- **原文节选**:

——————

秦基伟接到前线指挥部通知说,马法五可能逃跑。同时接到刘伯承司令员命令:“命令他从北往南压,迫使马法五脱离他的筑城地带。他立即向南北左良发起猛攻。

宋任穷政委来到前线司令部,向秦基伟说:“一旦发现敌人移动的迹象就跟踪追击,不给马法五有脱逃的余地。”

命令立即下达到旅和团。

刘伯承司令员守在司令部,等待各方面的情报。

秦基伟报告:“我攻占南北左良,马法五带大部队南撤。”

刘伯承司令员走到地图跟前,计算马法五大部队南撤的速度和进程,以便估算马法五全部脱离他的筑城地带的时间。

电告杨得志:马法五已经动身南下,待马法五先头到达马营,立即展开攻击。命令陈锡联,首先包围西玉曹的二十七师,拖住鲁崇义的三十军,使他不能撒手跑掉。

——————

- **数据摘录**:
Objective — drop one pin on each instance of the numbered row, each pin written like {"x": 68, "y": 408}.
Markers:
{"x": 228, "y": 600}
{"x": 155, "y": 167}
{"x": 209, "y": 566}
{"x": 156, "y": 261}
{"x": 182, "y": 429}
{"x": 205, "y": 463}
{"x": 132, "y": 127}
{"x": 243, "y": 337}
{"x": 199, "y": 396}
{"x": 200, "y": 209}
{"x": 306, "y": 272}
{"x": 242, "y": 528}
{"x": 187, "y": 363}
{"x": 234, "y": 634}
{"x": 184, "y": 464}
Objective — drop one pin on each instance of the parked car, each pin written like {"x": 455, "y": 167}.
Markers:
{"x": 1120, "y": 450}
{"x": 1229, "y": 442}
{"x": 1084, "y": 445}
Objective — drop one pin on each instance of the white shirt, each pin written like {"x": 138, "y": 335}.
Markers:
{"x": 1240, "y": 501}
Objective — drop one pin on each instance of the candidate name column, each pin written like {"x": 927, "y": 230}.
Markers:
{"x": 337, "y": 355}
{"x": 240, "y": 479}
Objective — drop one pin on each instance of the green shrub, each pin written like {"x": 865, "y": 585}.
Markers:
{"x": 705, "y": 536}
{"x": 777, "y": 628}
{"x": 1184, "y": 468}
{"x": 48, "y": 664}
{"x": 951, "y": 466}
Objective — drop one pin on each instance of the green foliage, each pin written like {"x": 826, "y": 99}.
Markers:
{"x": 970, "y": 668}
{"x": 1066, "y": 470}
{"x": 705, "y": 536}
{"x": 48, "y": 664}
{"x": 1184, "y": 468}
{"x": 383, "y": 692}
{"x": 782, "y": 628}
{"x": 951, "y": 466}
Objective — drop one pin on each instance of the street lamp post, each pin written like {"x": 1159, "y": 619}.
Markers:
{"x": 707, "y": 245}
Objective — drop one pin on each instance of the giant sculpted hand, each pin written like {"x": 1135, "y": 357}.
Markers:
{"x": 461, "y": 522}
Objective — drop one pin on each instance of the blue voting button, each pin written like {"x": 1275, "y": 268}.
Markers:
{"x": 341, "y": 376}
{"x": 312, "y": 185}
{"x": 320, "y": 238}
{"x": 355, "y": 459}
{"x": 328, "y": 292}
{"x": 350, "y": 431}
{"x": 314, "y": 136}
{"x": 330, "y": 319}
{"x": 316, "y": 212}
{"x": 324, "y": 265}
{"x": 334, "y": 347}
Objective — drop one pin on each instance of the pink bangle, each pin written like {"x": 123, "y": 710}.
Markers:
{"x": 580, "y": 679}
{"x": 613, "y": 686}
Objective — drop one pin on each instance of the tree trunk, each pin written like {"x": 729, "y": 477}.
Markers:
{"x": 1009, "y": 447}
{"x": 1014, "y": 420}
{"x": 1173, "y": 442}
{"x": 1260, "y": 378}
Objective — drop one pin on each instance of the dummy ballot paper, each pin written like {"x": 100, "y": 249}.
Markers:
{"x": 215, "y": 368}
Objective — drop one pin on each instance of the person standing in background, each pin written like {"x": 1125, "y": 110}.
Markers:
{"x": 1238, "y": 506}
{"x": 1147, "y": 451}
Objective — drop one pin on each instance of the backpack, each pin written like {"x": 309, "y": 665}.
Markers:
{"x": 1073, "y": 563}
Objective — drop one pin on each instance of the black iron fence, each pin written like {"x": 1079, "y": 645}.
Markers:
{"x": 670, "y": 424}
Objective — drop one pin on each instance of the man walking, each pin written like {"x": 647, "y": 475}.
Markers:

——————

- **练习目的**: 从最后一句之后接着写，续写上方关于刘伯承部署追歼马法五部队的那段叙述。

- **参考答案**:
刘伯承司令员说:“马法五丢掉辎重武器,轻装逃跑,可能会快些。否则,一条路是走不开的,估计10月30一日可以接战。”

第二天,前线报告:“马法五后尾离开兴善、白塔之线南撤,队形混乱,大队人马拥挤不堪。”

杨得志报告:“马法五先头部队到达辛庄,正向马营前进。”

刘伯承司令员下令突击。

命令下达到各纵队,支队,全线立刻活跃起来。向白塔之线以南,漳河之线以北全线出击,几十路人马东南西北四面夹击。

陈锡联包围了西玉曹和东玉曹,包围了二十七师。

二十七师是鲁崇义三十军的主力。拖住二十七师,使鲁崇义不能脱身迅速南逃。同时命令陈锡联以一部包围塬王村,太行四支队向鬼谷子村兜击,以便彻底歼灭三十军。

杨得志报告:“我全线出击,马法五部被我包围,现正激战中。”

秦基伟率二纵三个旅从北面压下来,钳击前后旗杆樟和东玉曹。陈锡联包围了西玉曹和南玉曹,至此三十军全部被包围。

现在是全线激战,所有参战部队和民兵都投入战斗。

仅三十二军为接应马法五南逃,向张廷发部队猛攻,企图夺取岳镇占领漳河渡口。

邓小平政委向刘司令员说:“必须迅速打开局面,时间紧迫。绝不能让三十二军再加上来。”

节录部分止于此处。